(Dataset items)
====

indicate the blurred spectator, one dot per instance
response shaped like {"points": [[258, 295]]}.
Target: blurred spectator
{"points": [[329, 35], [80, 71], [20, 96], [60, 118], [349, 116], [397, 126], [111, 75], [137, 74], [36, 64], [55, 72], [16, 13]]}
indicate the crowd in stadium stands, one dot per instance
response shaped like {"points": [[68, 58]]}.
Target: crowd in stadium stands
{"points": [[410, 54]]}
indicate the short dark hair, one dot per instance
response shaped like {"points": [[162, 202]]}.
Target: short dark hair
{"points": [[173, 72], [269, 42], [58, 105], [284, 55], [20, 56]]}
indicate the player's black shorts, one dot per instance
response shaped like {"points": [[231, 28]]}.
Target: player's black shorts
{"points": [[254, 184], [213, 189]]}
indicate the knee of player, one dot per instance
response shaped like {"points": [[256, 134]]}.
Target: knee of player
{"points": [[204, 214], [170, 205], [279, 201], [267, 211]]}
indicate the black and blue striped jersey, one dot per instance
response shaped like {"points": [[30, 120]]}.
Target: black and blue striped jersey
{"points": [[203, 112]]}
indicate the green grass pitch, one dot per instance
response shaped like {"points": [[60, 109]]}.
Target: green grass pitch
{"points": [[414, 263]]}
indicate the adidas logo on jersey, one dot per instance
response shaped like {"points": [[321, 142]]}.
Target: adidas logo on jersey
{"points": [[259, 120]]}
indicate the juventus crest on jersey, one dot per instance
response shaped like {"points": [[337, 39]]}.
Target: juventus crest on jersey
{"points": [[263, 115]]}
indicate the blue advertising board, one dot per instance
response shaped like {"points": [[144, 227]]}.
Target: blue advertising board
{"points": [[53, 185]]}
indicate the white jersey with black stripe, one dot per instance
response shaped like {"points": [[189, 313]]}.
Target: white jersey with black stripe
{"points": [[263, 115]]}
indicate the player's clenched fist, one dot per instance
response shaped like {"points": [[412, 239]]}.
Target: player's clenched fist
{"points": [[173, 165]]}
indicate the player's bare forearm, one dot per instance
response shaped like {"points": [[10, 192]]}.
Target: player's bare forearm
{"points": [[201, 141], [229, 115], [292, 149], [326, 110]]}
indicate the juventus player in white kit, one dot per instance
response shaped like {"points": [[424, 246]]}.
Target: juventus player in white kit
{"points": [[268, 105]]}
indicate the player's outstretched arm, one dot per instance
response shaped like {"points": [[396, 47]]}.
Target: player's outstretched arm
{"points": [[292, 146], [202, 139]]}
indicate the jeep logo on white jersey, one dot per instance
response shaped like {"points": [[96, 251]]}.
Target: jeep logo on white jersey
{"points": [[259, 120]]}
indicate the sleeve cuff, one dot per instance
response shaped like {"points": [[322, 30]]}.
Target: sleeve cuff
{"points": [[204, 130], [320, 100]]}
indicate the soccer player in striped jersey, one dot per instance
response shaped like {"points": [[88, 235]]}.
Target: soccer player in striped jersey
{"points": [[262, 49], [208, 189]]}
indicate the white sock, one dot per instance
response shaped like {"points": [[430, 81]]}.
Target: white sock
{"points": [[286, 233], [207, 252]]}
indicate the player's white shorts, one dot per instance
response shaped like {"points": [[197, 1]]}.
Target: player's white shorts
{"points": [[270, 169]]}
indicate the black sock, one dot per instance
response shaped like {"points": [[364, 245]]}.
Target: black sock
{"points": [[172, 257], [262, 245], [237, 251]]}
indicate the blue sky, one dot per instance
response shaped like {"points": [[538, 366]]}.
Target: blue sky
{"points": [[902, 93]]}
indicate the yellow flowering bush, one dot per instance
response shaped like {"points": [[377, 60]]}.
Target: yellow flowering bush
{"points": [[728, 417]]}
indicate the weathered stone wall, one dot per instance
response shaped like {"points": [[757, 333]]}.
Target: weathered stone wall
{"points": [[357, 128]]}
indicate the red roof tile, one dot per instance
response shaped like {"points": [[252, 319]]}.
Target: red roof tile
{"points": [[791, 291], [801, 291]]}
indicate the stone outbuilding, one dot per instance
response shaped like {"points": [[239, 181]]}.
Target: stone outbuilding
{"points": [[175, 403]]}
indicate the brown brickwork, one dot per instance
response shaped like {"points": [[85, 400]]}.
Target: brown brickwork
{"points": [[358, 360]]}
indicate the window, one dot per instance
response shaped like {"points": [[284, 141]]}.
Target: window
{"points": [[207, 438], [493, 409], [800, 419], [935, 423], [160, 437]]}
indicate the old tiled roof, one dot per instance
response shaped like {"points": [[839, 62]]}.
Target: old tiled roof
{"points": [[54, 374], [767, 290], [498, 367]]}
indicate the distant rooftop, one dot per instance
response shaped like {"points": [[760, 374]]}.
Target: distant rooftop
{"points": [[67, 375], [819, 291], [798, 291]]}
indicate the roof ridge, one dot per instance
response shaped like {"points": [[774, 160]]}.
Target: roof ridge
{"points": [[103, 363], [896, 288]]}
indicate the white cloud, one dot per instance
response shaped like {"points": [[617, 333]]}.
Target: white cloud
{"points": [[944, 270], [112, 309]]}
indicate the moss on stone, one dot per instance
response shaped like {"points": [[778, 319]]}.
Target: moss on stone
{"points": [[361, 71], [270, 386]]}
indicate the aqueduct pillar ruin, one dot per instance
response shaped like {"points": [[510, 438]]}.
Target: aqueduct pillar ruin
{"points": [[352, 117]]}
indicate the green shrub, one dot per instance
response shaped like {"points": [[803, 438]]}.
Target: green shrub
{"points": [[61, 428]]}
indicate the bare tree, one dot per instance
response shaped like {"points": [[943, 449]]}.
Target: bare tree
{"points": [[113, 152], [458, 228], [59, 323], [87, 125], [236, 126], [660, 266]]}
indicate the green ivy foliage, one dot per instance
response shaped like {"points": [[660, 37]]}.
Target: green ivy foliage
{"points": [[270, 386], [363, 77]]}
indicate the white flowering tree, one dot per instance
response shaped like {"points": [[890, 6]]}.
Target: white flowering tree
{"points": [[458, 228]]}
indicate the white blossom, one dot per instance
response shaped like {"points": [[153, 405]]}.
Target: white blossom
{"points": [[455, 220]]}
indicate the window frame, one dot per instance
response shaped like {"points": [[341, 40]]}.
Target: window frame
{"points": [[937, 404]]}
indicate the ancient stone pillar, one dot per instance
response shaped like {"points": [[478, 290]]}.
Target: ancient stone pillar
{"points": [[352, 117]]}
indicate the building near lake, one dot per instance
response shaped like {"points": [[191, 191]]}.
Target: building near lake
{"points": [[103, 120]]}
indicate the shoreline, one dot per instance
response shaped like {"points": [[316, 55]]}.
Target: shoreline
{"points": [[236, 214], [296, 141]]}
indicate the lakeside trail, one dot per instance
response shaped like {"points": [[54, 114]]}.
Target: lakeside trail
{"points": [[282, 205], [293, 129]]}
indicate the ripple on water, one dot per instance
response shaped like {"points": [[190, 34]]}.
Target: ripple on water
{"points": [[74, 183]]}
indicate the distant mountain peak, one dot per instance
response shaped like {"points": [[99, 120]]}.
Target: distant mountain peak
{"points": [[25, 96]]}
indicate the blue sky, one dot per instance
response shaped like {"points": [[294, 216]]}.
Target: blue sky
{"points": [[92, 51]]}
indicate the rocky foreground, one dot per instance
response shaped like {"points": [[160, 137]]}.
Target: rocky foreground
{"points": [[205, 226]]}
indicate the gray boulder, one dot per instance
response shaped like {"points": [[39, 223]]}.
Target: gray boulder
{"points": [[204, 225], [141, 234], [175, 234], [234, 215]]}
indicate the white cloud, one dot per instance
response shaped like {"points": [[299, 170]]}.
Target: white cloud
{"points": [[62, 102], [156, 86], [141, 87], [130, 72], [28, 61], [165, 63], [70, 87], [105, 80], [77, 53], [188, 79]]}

====

__Objective__
Print all of the entries again, exactly as written.

__Task answer__
indicate the blurred spectator, one dot per instance
response shaped like {"points": [[258, 295]]}.
Target: blurred spectator
{"points": [[329, 35], [80, 71], [20, 96], [60, 118], [349, 116], [397, 126], [111, 75], [137, 74], [36, 64], [55, 72], [16, 13]]}
indicate the crowd in stadium stands, one dot per instance
response shaped like {"points": [[68, 58]]}.
Target: crowd in stadium stands
{"points": [[410, 54]]}
indicate the short dark hair, one dot per instance
response shaped like {"points": [[162, 202]]}.
Target: short dark hair
{"points": [[173, 72], [269, 42], [58, 105], [284, 55], [20, 56]]}
indicate the player's black shorts, one dot per instance
response shaped like {"points": [[231, 28]]}.
Target: player's black shorts
{"points": [[254, 184], [213, 189]]}
indicate the knee of player, one dot per instance
response shaped like {"points": [[256, 134]]}.
Target: knee of player
{"points": [[204, 214], [170, 205], [279, 201], [267, 211]]}
indicate the black and blue striped jersey, one dot per instance
response shaped like {"points": [[30, 120]]}.
Target: black and blue striped jersey
{"points": [[203, 112]]}
indicate the green grass pitch, one dot per instance
response shaped like {"points": [[60, 109]]}.
Target: green grass pitch
{"points": [[414, 263]]}
indicate the adidas logo on jersey, one dot per instance
response shaped like {"points": [[321, 142]]}.
Target: adidas logo on jersey
{"points": [[259, 120]]}
indicate the juventus crest on jersey, one dot per instance
response shaped like {"points": [[337, 39]]}.
Target: juventus crest on jersey
{"points": [[263, 115]]}
indicate the blue advertising board, one dot per instance
response shaped like {"points": [[144, 227]]}.
Target: blue advertising board
{"points": [[53, 185]]}
indicate the white jersey with black stripe, one dot per instance
response shaped like {"points": [[189, 313]]}.
Target: white jersey with black stripe
{"points": [[263, 115]]}
indicate the player's clenched fist, one dot per instance
response shaped like {"points": [[412, 239]]}.
Target: player's clenched fist
{"points": [[173, 165]]}
indicate the player's bare forearm, one dot per instance
response shaped like {"points": [[10, 192]]}.
Target: player's bare forearm
{"points": [[201, 141], [229, 115], [292, 149], [326, 110]]}
indicate the juventus player in white kit, one dot per instance
response shaped like {"points": [[424, 246]]}.
Target: juventus player in white kit
{"points": [[268, 105]]}
indicate the player's outstretched arm, one dot per instance
response shaped like {"points": [[396, 47]]}.
Target: player's outstretched arm
{"points": [[292, 146], [202, 139]]}
indicate the jeep logo on white jersey, one dot per instance
response shaped like {"points": [[96, 251]]}.
Target: jeep logo on white jersey
{"points": [[259, 120]]}
indicate the sleeve cuff, one dot per instance
response shaped like {"points": [[322, 30]]}.
Target: sleeve cuff
{"points": [[204, 130], [320, 100]]}
indicate the soccer player in striped jersey, one dot per instance
response shaped like {"points": [[88, 235]]}.
Target: soccer player in striped jersey
{"points": [[262, 49], [208, 189]]}
indicate the white sock, one dot per instance
response shaped like {"points": [[430, 81]]}.
Target: white sock
{"points": [[286, 233], [207, 252]]}
indicate the player's white shorts, one dot per instance
response shaped like {"points": [[197, 1]]}.
Target: player's white shorts
{"points": [[270, 169]]}
indicate the black sock, one dot per instance
response shaped like {"points": [[364, 245]]}.
Target: black sock
{"points": [[172, 257], [262, 245], [237, 251]]}
indicate the blue sky, one dot per instance
response shaped like {"points": [[538, 366]]}.
Target: blue sky
{"points": [[902, 93]]}
indicate the yellow flowering bush, one dot per instance
response shaped like {"points": [[377, 60]]}.
Target: yellow flowering bush
{"points": [[728, 417]]}
indicate the weathered stone wall, one dot per instance
response shaped like {"points": [[757, 333]]}.
Target: weathered stone wall
{"points": [[357, 128]]}
indicate the red roof tile, one dot per instance
response shaped like {"points": [[252, 319]]}.
Target: red roof tile
{"points": [[791, 291], [801, 291]]}
indicate the stone outbuilding, one dot per instance
response shaped like {"points": [[239, 181]]}.
Target: stone outbuilding
{"points": [[175, 403]]}
indicate the brown brickwork, one dot per instance
response shaped like {"points": [[85, 400]]}.
Target: brown brickwork
{"points": [[358, 360]]}
indicate the window, one dot per instance
response shaped like {"points": [[284, 141]]}.
Target: window
{"points": [[207, 438], [493, 409], [800, 419], [935, 423], [160, 437]]}
indicate the old tiled roof, one dot per instance
response shaped like {"points": [[839, 62]]}.
Target: old tiled roof
{"points": [[54, 374], [767, 290], [498, 367]]}
indicate the distant rooftop, one dot per instance
response shaped like {"points": [[760, 374]]}.
Target: distant rooftop
{"points": [[67, 375], [819, 291], [798, 291]]}
indicate the roof ridge, one dot per instance
response shaped like {"points": [[774, 160]]}.
Target: roof ridge
{"points": [[103, 363], [896, 288]]}
indicate the white cloud, one dot per instance
response shaped like {"points": [[617, 333]]}.
Target: white cloud
{"points": [[944, 270], [112, 309]]}
indicate the moss on stone, one dot per instance
response shaped like {"points": [[778, 319]]}.
Target: moss on stone
{"points": [[361, 71], [270, 386]]}
indicate the aqueduct pillar ruin, one dot per instance
response shaped like {"points": [[510, 438]]}.
Target: aqueduct pillar ruin
{"points": [[352, 117]]}
indicate the green shrub, one dot per instance
response shaped like {"points": [[803, 438]]}.
Target: green shrub
{"points": [[61, 428]]}
indicate the bare tree, one dot per instance
response shaped like {"points": [[943, 449]]}.
Target: bare tree
{"points": [[113, 152], [458, 228], [59, 323], [87, 125], [236, 126], [660, 266]]}
indicate the green ivy foliage, one dot per instance
response shaped like {"points": [[660, 37]]}.
Target: green ivy foliage
{"points": [[270, 386], [363, 77]]}
indicate the white flowering tree, one dot per instance
response shaped like {"points": [[890, 6]]}.
Target: white flowering tree
{"points": [[458, 228]]}
indicate the white blossom, one dot per instance
response shaped like {"points": [[153, 405]]}.
Target: white blossom
{"points": [[455, 220]]}
indicate the window frame, one dot per instance
response shaped like {"points": [[341, 40]]}.
Target: window frame
{"points": [[937, 404]]}
indicate the ancient stone pillar, one dot per instance
response shaped like {"points": [[478, 290]]}.
Target: ancient stone pillar
{"points": [[352, 117]]}
indicate the building near lake, one dot per instance
response shaped like {"points": [[191, 191]]}.
Target: building near lake
{"points": [[103, 120]]}
indicate the shoreline, one dot per instance
response shaped like {"points": [[316, 55]]}.
Target: shoreline
{"points": [[236, 214], [296, 141]]}
indicate the lakeside trail, one dot per instance
response shaped like {"points": [[54, 114]]}.
Target: lakeside trail
{"points": [[282, 205], [293, 129]]}
indicate the ripple on water, one dot per instance
response shaped like {"points": [[190, 34]]}.
Target: ripple on water
{"points": [[74, 183]]}
indicate the distant mountain peak, one dot per instance
response shaped like {"points": [[99, 120]]}.
Target: distant mountain peak
{"points": [[25, 96]]}
indicate the blue sky, one dot per instance
response shaped like {"points": [[294, 216]]}.
Target: blue sky
{"points": [[92, 51]]}
indicate the rocky foreground, one dot per instance
response shaped like {"points": [[160, 137]]}.
Target: rocky foreground
{"points": [[205, 226]]}
indicate the gray boulder, one dot per instance
response shaped like {"points": [[39, 223]]}.
Target: gray boulder
{"points": [[204, 225], [141, 234], [175, 234], [234, 215]]}
indicate the white cloud, one dot per instance
response shaped like {"points": [[299, 170]]}.
Target: white cloud
{"points": [[62, 102], [156, 86], [141, 87], [130, 72], [28, 61], [165, 63], [70, 87], [105, 80], [77, 53], [188, 79]]}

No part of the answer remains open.